◆ **Record set**:

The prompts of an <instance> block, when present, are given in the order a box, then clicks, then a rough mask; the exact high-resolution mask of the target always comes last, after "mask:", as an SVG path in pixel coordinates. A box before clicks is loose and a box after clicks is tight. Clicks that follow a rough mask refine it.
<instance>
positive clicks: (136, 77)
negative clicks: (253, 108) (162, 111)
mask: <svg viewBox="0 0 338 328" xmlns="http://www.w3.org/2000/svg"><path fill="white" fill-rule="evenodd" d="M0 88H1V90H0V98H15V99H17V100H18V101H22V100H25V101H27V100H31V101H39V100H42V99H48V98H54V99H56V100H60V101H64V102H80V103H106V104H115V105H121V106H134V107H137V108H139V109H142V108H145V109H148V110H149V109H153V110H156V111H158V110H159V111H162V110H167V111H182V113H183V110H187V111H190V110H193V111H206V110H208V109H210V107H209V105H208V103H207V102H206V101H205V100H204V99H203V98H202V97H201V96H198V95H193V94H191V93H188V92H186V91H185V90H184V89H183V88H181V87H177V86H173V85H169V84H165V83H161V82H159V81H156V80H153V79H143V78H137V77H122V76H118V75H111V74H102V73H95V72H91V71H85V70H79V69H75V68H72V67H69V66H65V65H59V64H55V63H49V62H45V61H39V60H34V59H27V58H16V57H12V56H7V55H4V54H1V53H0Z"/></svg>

◆ **Work required**: Can you transcribe all of the items above, character for character?

◆ **Result for this exercise**:
The prompts of an <instance> block, when present, are given in the order a box, then clicks, then a rough mask; the exact high-resolution mask of the target always comes last, after "mask:", as an SVG path in pixel coordinates. A box before clicks is loose and a box after clicks is tight. Clicks that follow a rough mask refine it.
<instance>
positive clicks: (136, 77)
negative clicks: (253, 108) (162, 111)
mask: <svg viewBox="0 0 338 328" xmlns="http://www.w3.org/2000/svg"><path fill="white" fill-rule="evenodd" d="M0 88H1V90H0V98H15V99H17V100H18V101H22V100H25V101H27V100H31V101H39V100H42V99H48V98H54V99H56V100H60V101H64V102H80V103H106V104H115V105H121V106H134V107H137V108H139V109H142V108H145V109H148V110H149V109H153V110H156V111H158V110H159V111H162V110H167V111H182V113H183V110H187V111H190V110H193V111H206V110H208V109H210V107H209V105H208V103H207V102H206V101H205V100H204V99H203V98H202V97H201V96H198V95H193V94H191V93H188V92H186V91H185V90H184V89H183V88H181V87H177V86H173V85H169V84H165V83H161V82H159V81H156V80H153V79H143V78H137V77H122V76H118V75H111V74H102V73H95V72H91V71H85V70H79V69H75V68H72V67H69V66H65V65H59V64H55V63H49V62H45V61H39V60H34V59H27V58H16V57H12V56H7V55H4V54H1V53H0Z"/></svg>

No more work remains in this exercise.